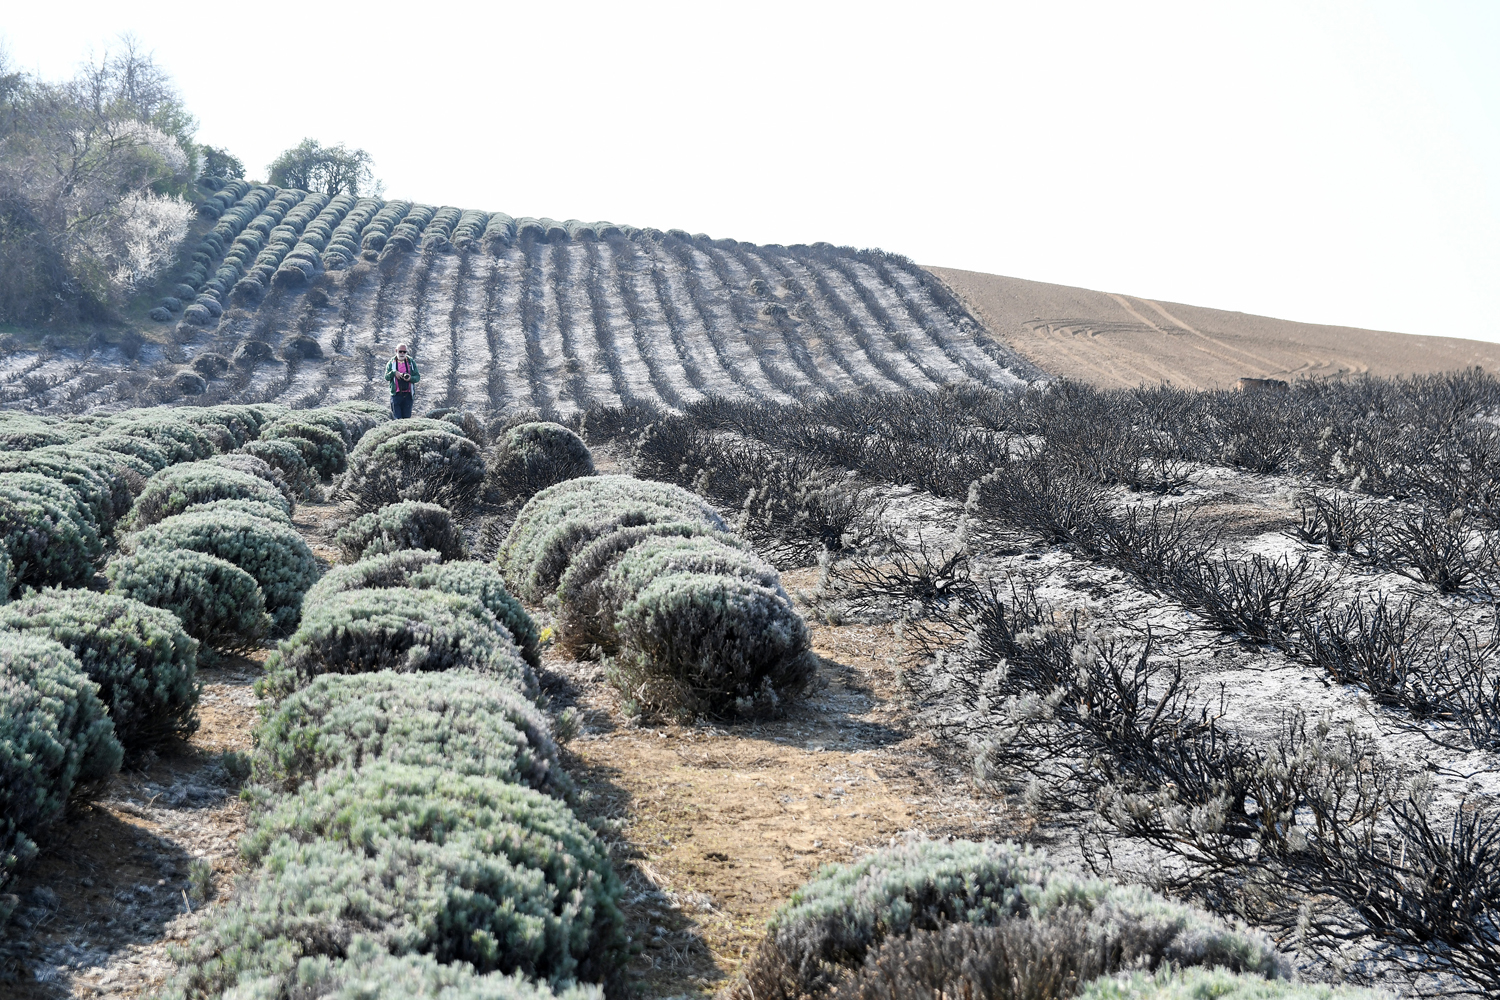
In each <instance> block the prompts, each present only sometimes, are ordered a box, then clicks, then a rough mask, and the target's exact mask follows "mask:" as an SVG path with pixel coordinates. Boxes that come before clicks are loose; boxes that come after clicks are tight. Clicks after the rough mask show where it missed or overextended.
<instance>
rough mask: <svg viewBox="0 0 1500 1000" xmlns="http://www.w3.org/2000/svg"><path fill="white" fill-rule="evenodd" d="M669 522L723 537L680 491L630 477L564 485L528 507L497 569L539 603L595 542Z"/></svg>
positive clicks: (499, 550) (523, 509)
mask: <svg viewBox="0 0 1500 1000" xmlns="http://www.w3.org/2000/svg"><path fill="white" fill-rule="evenodd" d="M670 522H679V523H696V525H705V526H708V528H712V529H715V531H724V522H723V517H720V516H718V513H717V511H715V510H714V508H712V507H709V505H708V504H706V502H705V501H703V499H702V498H700V496H694V495H693V493H688V492H687V490H684V489H681V487H678V486H670V484H667V483H652V481H649V480H636V478H631V477H628V475H589V477H583V478H576V480H567V481H565V483H558V484H556V486H549V487H547V489H544V490H541V492H540V493H537V495H535V496H532V498H531V499H529V501H526V505H525V507H522V508H520V513H519V514H517V516H516V522H514V523H513V525H511V528H510V534H508V535H507V537H505V543H504V544H502V546H501V549H499V553H498V555H496V558H495V564H496V565H498V567H499V570H501V573H504V576H505V580H507V582H508V583H510V586H511V591H513V592H514V594H516V595H517V597H520V598H522V600H525V601H532V603H540V601H543V600H544V598H546V597H549V595H550V594H552V592H553V591H555V589H556V586H558V580H561V577H562V574H564V573H565V571H567V568H568V564H570V562H571V561H573V558H574V555H577V553H579V552H580V550H582V549H583V547H585V546H588V544H589V543H591V541H594V540H595V538H598V537H601V535H606V534H609V532H612V531H615V529H619V528H631V526H639V525H654V523H670Z"/></svg>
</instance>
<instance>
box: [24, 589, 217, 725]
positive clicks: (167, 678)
mask: <svg viewBox="0 0 1500 1000" xmlns="http://www.w3.org/2000/svg"><path fill="white" fill-rule="evenodd" d="M0 627H5V628H9V630H13V631H24V633H34V634H39V636H43V637H46V639H51V640H52V642H57V643H60V645H63V646H66V648H68V649H69V651H71V652H72V654H74V655H75V657H78V661H80V663H81V664H83V669H84V672H86V673H87V675H89V679H90V681H93V682H95V684H98V685H99V697H101V700H102V702H104V703H105V705H107V706H110V718H111V720H113V721H114V730H115V735H117V736H118V739H120V742H121V744H123V745H124V747H126V750H132V751H133V750H142V748H147V747H151V745H154V744H157V742H160V741H162V739H168V738H172V736H189V735H192V733H193V732H195V730H196V729H198V717H196V714H195V709H196V705H198V685H196V679H195V675H196V670H198V643H196V642H195V640H193V639H190V637H189V636H187V633H186V631H183V627H181V624H180V622H178V621H177V618H175V616H174V615H172V613H171V612H165V610H160V609H157V607H150V606H147V604H142V603H139V601H132V600H127V598H123V597H117V595H113V594H93V592H92V591H46V592H43V594H37V595H36V597H28V598H26V600H21V601H15V603H12V604H6V606H5V607H0Z"/></svg>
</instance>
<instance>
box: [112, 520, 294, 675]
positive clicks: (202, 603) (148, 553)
mask: <svg viewBox="0 0 1500 1000" xmlns="http://www.w3.org/2000/svg"><path fill="white" fill-rule="evenodd" d="M243 502H245V501H220V502H219V504H243ZM219 504H210V507H217V505H219ZM105 576H107V577H110V592H111V594H118V595H120V597H127V598H130V600H135V601H141V603H142V604H150V606H151V607H160V609H163V610H168V612H171V613H172V615H175V616H177V618H178V621H181V624H183V630H184V631H186V633H187V634H189V636H192V637H193V639H196V640H198V642H199V643H201V646H204V648H207V649H217V651H222V652H239V651H245V649H252V648H255V646H258V645H260V642H261V639H263V637H264V636H266V634H267V633H270V630H272V619H270V615H267V613H266V597H264V595H263V594H261V588H260V585H258V583H257V582H255V577H252V576H251V574H249V573H246V571H245V570H242V568H240V567H237V565H234V564H233V562H229V561H226V559H220V558H217V556H211V555H208V553H205V552H195V550H192V549H147V550H142V552H136V553H133V555H126V556H120V558H118V559H115V561H113V562H111V564H110V565H108V567H105Z"/></svg>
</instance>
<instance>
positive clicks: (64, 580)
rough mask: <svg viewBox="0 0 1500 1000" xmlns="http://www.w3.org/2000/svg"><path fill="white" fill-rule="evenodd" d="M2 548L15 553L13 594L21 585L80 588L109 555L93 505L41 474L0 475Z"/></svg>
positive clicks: (12, 582)
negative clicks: (102, 538)
mask: <svg viewBox="0 0 1500 1000" xmlns="http://www.w3.org/2000/svg"><path fill="white" fill-rule="evenodd" d="M0 544H3V546H5V549H6V550H7V552H9V553H10V592H12V594H15V592H18V591H20V588H23V586H81V585H83V583H86V582H87V580H89V579H90V577H92V576H93V573H95V565H96V564H98V561H99V558H101V555H102V553H104V543H102V541H101V538H99V526H98V523H96V522H95V517H93V513H92V511H90V510H89V507H87V505H86V504H84V502H83V501H81V499H80V498H78V495H77V493H74V492H72V490H71V489H69V487H66V486H63V484H62V483H58V481H57V480H51V478H48V477H45V475H37V474H36V472H6V474H5V475H0Z"/></svg>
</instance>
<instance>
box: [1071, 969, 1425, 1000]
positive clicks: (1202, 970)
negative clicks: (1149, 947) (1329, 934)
mask: <svg viewBox="0 0 1500 1000" xmlns="http://www.w3.org/2000/svg"><path fill="white" fill-rule="evenodd" d="M1077 997H1079V1000H1395V994H1391V993H1386V991H1383V990H1359V988H1355V987H1329V985H1326V984H1322V982H1311V984H1304V982H1287V981H1286V979H1263V978H1262V976H1247V975H1236V973H1232V972H1229V970H1224V969H1197V967H1194V969H1163V970H1160V972H1157V973H1148V972H1134V973H1127V975H1121V976H1112V978H1103V979H1095V981H1094V982H1091V984H1088V985H1085V987H1083V990H1082V991H1080V993H1079V994H1077Z"/></svg>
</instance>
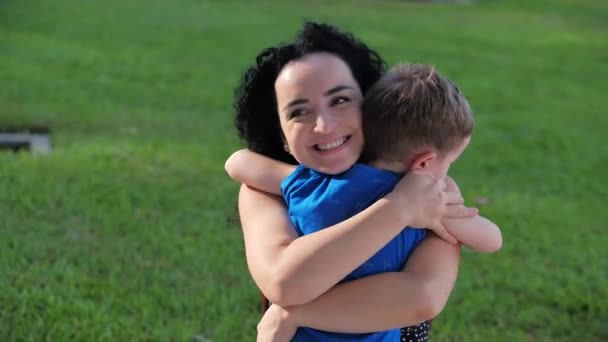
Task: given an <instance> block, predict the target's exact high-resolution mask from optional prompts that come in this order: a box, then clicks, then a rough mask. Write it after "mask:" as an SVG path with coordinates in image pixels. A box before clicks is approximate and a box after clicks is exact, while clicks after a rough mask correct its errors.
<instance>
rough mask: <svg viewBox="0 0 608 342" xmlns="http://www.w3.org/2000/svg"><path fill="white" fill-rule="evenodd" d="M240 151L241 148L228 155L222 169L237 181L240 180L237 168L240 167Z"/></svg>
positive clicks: (240, 157) (237, 169)
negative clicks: (227, 156) (225, 171)
mask: <svg viewBox="0 0 608 342" xmlns="http://www.w3.org/2000/svg"><path fill="white" fill-rule="evenodd" d="M241 151H242V150H239V151H236V152H234V153H233V154H232V155H230V157H228V159H227V160H226V163H224V170H226V173H227V174H228V176H230V178H232V179H234V180H235V181H237V182H238V181H240V175H239V173H238V170H239V169H240V167H239V164H240V163H241V161H240V160H241V157H240V155H241V153H242V152H241Z"/></svg>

----------

EXERCISE PROMPT.
Every entry above, pictures excluded, needs to be duplicated exactly.

ANSWER FOR THIS EXERCISE.
In each <instance> block the prompts, each present only sometimes, are ordered a box, then clicks, then a rough mask, and the target's exact mask follows "mask:" as an SVG path with pixel coordinates. Boxes that come before clicks are loose; boxes that come after clicks are tight. Clicks after the rough mask show where it missed or overextended.
<instance>
rough mask: <svg viewBox="0 0 1500 1000" xmlns="http://www.w3.org/2000/svg"><path fill="white" fill-rule="evenodd" d="M669 522L723 537L680 491L630 477L564 485L528 507L497 569L539 603L595 542Z"/></svg>
positive clicks: (499, 550) (523, 509)
mask: <svg viewBox="0 0 1500 1000" xmlns="http://www.w3.org/2000/svg"><path fill="white" fill-rule="evenodd" d="M670 522H679V523H696V525H705V526H708V528H712V529H715V531H724V522H723V517H720V516H718V513H717V511H715V510H714V508H712V507H709V505H708V504H706V502H705V501H703V499H702V498H700V496H694V495H693V493H688V492H687V490H684V489H681V487H678V486H670V484H667V483H652V481H649V480H636V478H631V477H628V475H589V477H583V478H576V480H567V481H565V483H558V484H556V486H549V487H547V489H544V490H541V492H540V493H537V495H535V496H532V498H531V499H529V501H526V505H525V507H522V508H520V513H519V514H517V516H516V522H514V523H513V525H511V528H510V534H508V535H507V537H505V543H504V544H502V546H501V549H499V553H498V555H496V558H495V564H496V565H498V567H499V570H501V573H504V576H505V580H507V582H508V583H510V586H511V591H513V592H514V594H516V595H517V597H520V598H522V600H525V601H532V603H540V601H543V600H544V598H546V597H549V595H550V594H552V592H553V591H555V589H556V586H558V580H561V577H562V574H564V573H565V571H567V568H568V564H570V562H571V561H573V558H574V555H577V553H579V552H580V550H582V549H583V547H585V546H588V544H589V543H591V541H594V540H595V538H598V537H601V535H606V534H609V532H612V531H615V529H619V528H631V526H639V525H654V523H670Z"/></svg>
</instance>
<instance>
box: [24, 589, 217, 725]
positive clicks: (167, 678)
mask: <svg viewBox="0 0 1500 1000" xmlns="http://www.w3.org/2000/svg"><path fill="white" fill-rule="evenodd" d="M0 627H5V628H9V630H13V631H24V633H34V634H39V636H43V637H46V639H51V640H52V642H57V643H60V645H63V646H66V648H68V649H69V651H71V652H72V654H74V655H75V657H78V661H80V663H81V664H83V669H84V672H86V673H87V675H89V679H90V681H93V682H95V684H98V685H99V697H101V700H102V702H104V703H105V705H107V706H110V718H111V720H113V721H114V730H115V735H117V736H118V739H120V742H121V744H123V745H124V747H126V750H132V751H133V750H142V748H147V747H151V745H154V744H157V742H160V741H162V739H168V738H172V736H189V735H192V733H193V732H195V730H196V729H198V717H196V714H195V709H196V705H198V685H196V679H195V675H196V670H198V643H196V642H195V640H193V639H190V637H189V636H187V633H186V631H183V627H181V624H180V622H178V621H177V618H175V616H174V615H172V613H171V612H165V610H160V609H157V607H150V606H147V604H142V603H139V601H132V600H127V598H123V597H117V595H113V594H93V592H92V591H46V592H43V594H37V595H36V597H28V598H26V600H21V601H15V603H12V604H6V606H5V607H0Z"/></svg>
</instance>
<instance>
box: [112, 520, 294, 675]
positive clicks: (202, 603) (148, 553)
mask: <svg viewBox="0 0 1500 1000" xmlns="http://www.w3.org/2000/svg"><path fill="white" fill-rule="evenodd" d="M243 502H245V501H220V502H219V504H243ZM219 504H210V507H217V505H219ZM105 576H107V577H110V592H111V594H118V595H120V597H127V598H130V600H135V601H141V603H142V604H150V606H151V607H160V609H163V610H168V612H171V613H172V615H175V616H177V618H178V621H181V624H183V630H184V631H186V633H187V634H189V636H192V637H193V639H196V640H198V642H199V643H201V646H204V648H207V649H217V651H222V652H239V651H245V649H252V648H255V646H258V645H260V642H261V639H263V637H264V636H266V634H267V633H270V630H272V619H270V615H267V613H266V597H264V595H263V594H261V588H260V585H258V583H257V582H255V577H252V576H251V574H249V573H246V571H245V570H242V568H240V567H237V565H234V564H233V562H229V561H226V559H220V558H217V556H211V555H208V553H205V552H195V550H192V549H147V550H142V552H136V553H133V555H126V556H120V558H118V559H115V561H113V562H111V564H110V565H108V567H105Z"/></svg>
</instance>
<instance>
positive clicks: (64, 580)
rough mask: <svg viewBox="0 0 1500 1000" xmlns="http://www.w3.org/2000/svg"><path fill="white" fill-rule="evenodd" d="M2 548L15 553L13 594L21 585L80 588L109 555L93 505L41 474L0 475Z"/></svg>
positive clicks: (12, 582)
negative clicks: (102, 538)
mask: <svg viewBox="0 0 1500 1000" xmlns="http://www.w3.org/2000/svg"><path fill="white" fill-rule="evenodd" d="M0 544H3V546H5V549H6V550H7V552H9V553H10V592H12V594H15V592H18V591H20V588H23V586H81V585H83V583H86V582H87V580H89V579H90V577H92V576H93V573H95V565H96V564H98V561H99V558H101V555H102V553H104V543H102V541H101V538H99V526H98V523H96V522H95V517H93V513H92V511H90V510H89V507H87V505H86V504H84V502H83V501H81V499H80V498H78V495H77V493H74V492H72V490H71V489H69V487H66V486H63V484H62V483H58V481H57V480H51V478H48V477H45V475H37V474H36V472H6V474H5V475H0Z"/></svg>
</instance>
<instance>
box: [1071, 969, 1425, 1000]
positive clicks: (1202, 970)
negative clicks: (1149, 947) (1329, 934)
mask: <svg viewBox="0 0 1500 1000" xmlns="http://www.w3.org/2000/svg"><path fill="white" fill-rule="evenodd" d="M1077 997H1079V1000H1395V994H1391V993H1386V991H1383V990H1359V988H1355V987H1329V985H1326V984H1322V982H1311V984H1304V982H1287V981H1286V979H1263V978H1262V976H1247V975H1236V973H1232V972H1229V970H1224V969H1197V967H1194V969H1163V970H1160V972H1157V973H1148V972H1134V973H1127V975H1121V976H1112V978H1103V979H1095V981H1094V982H1091V984H1088V985H1085V987H1083V990H1082V991H1080V993H1079V994H1077Z"/></svg>
</instance>
Task: given an <instance> block, predict the target's exact high-resolution mask from optional prompts that come in this order: a box, then clicks, then a rough mask. Write it after "mask:" as an SVG path with coordinates in image pixels. A box before clicks is approximate and a box after clicks is exact, while clicks after a rough mask correct its errors.
<instance>
rough mask: <svg viewBox="0 0 608 342" xmlns="http://www.w3.org/2000/svg"><path fill="white" fill-rule="evenodd" d="M240 151L241 148L228 155L222 169L237 181L240 180L237 168L240 167Z"/></svg>
positive clicks: (240, 157) (237, 169)
negative clicks: (227, 156) (225, 171)
mask: <svg viewBox="0 0 608 342" xmlns="http://www.w3.org/2000/svg"><path fill="white" fill-rule="evenodd" d="M241 151H242V150H239V151H236V152H234V153H233V154H232V155H230V157H228V159H227V160H226V163H224V170H226V173H227V174H228V176H230V178H232V179H234V180H235V181H237V182H238V181H240V175H239V173H238V170H239V169H240V167H239V164H240V163H241V161H240V160H241V157H240V155H241V153H242V152H241Z"/></svg>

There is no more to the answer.